INSTRUCTIONS TO FOLLOW:
Rewrite the part of the data that begins with the line containing "headlight in the image above." and runs through the end of the data as a JSON list of strings, one string per line, leaving out blank lines.

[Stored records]
►

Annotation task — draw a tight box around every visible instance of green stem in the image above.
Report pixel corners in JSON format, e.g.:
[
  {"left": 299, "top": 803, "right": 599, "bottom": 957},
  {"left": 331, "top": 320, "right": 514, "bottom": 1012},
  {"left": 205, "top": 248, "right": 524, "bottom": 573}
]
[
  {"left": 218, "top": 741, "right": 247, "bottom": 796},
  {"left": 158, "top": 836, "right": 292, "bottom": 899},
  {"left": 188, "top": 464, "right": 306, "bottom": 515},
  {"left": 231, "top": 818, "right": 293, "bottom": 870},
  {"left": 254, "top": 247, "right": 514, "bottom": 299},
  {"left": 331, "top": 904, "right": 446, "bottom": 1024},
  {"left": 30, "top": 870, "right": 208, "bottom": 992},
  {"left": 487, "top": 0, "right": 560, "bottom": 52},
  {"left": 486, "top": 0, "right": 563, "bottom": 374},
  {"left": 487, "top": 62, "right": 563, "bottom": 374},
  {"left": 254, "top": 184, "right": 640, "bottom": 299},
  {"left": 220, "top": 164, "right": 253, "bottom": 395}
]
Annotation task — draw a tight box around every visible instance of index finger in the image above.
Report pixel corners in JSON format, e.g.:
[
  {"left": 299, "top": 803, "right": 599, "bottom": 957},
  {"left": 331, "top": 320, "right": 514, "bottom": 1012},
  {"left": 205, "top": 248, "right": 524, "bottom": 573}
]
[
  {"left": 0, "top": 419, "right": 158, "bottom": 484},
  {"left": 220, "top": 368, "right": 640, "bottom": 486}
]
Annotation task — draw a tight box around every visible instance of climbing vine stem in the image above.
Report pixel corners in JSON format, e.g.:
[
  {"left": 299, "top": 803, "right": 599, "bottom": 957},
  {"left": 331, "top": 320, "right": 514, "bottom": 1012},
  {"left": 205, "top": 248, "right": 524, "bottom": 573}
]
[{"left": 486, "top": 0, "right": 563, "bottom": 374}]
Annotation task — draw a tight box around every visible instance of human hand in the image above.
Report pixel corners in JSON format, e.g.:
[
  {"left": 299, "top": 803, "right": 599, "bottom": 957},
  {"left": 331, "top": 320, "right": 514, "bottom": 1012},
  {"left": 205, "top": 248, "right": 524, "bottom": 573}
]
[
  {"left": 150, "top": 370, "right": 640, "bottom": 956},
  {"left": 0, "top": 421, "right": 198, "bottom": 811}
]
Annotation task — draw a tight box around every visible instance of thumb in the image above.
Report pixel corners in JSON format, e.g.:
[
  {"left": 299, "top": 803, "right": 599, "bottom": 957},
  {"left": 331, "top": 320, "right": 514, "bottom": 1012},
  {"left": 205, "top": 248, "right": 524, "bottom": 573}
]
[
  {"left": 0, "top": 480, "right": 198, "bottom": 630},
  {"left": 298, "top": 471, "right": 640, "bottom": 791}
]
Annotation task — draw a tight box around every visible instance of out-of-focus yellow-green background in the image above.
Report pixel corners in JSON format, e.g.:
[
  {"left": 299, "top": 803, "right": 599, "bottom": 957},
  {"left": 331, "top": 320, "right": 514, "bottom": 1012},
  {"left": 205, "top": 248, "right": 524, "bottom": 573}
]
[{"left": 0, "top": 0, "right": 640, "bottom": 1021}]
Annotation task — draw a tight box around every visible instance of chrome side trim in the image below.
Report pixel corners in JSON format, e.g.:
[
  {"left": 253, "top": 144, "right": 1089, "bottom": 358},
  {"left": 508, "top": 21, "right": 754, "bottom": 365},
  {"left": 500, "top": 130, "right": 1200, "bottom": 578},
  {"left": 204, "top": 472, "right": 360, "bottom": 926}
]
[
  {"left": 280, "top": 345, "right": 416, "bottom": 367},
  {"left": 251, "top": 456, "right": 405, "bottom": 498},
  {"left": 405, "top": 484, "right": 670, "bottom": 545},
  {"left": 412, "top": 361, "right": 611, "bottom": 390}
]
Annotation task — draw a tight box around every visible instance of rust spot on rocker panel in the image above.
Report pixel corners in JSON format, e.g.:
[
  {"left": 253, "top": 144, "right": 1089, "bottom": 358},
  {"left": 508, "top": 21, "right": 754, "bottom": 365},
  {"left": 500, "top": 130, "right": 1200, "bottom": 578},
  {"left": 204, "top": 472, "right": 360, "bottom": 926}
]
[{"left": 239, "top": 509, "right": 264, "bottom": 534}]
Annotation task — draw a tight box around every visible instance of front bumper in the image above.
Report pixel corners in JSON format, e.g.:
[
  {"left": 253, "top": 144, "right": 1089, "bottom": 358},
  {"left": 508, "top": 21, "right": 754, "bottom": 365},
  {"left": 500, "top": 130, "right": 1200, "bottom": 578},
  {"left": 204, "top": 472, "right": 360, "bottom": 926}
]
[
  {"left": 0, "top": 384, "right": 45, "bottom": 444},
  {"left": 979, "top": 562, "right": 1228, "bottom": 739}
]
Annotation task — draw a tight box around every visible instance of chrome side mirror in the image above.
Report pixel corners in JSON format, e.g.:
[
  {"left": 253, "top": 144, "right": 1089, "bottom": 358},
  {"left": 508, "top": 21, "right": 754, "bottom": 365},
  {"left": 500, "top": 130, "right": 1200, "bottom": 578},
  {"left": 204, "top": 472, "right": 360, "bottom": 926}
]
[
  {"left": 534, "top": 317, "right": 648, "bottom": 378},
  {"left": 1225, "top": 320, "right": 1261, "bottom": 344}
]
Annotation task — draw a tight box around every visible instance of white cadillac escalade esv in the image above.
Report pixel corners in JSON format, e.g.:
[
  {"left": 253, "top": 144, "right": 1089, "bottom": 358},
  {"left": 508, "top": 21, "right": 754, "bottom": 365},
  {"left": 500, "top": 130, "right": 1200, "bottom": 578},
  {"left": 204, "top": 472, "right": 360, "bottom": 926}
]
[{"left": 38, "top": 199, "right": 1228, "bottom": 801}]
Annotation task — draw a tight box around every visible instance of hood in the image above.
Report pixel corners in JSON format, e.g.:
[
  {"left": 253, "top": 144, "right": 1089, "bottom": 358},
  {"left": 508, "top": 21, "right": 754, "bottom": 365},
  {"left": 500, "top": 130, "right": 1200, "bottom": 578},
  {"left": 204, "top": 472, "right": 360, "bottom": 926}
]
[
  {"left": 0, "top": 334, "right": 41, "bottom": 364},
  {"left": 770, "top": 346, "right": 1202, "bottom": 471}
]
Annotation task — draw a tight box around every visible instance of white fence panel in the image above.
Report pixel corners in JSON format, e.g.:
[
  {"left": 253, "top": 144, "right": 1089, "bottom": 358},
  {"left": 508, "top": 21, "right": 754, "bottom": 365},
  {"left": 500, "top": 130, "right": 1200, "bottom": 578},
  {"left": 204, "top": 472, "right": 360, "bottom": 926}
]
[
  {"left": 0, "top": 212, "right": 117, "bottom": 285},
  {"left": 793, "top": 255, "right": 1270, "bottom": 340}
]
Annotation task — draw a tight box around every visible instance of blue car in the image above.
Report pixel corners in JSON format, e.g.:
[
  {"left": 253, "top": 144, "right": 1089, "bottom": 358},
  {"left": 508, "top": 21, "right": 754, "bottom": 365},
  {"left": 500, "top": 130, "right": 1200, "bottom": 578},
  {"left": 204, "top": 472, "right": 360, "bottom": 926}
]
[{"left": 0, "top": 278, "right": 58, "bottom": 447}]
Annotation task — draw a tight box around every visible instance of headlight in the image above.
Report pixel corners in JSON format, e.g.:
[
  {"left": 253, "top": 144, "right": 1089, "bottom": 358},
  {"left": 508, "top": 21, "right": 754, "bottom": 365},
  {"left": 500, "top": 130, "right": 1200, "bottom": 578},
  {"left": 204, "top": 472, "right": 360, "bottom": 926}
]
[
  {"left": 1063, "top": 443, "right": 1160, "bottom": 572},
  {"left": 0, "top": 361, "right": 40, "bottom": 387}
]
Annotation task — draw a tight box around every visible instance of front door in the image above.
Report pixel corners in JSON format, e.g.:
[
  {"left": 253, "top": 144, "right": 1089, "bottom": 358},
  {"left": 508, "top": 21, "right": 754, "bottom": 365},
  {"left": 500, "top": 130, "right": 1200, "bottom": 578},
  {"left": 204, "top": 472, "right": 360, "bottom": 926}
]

◄

THE REPLY:
[
  "Annotation task — draw a tight box around every visible instance of headlight in the image above.",
  "Report pixel corners in JSON format, e.g.:",
  "[",
  "  {\"left\": 253, \"top\": 144, \"right\": 1089, \"bottom\": 358},",
  "  {\"left\": 508, \"top\": 21, \"right\": 754, \"bottom\": 365},",
  "  {\"left\": 500, \"top\": 130, \"right\": 1200, \"bottom\": 578},",
  "  {\"left\": 204, \"top\": 472, \"right\": 360, \"bottom\": 926}",
  "]",
  "[",
  "  {\"left\": 1063, \"top\": 443, \"right\": 1160, \"bottom\": 572},",
  "  {\"left\": 0, \"top\": 361, \"right\": 40, \"bottom\": 387}",
  "]",
  "Annotation task — draw a tight box around every visible instance of front door in the image above.",
  "Report pixel corners in JSON format, e.g.:",
  "[",
  "  {\"left\": 253, \"top\": 144, \"right\": 1089, \"bottom\": 358},",
  "  {\"left\": 508, \"top\": 21, \"right\": 754, \"bottom\": 365},",
  "  {\"left\": 500, \"top\": 130, \"right\": 1200, \"bottom\": 578},",
  "  {\"left\": 204, \"top\": 472, \"right\": 360, \"bottom\": 926}",
  "]"
]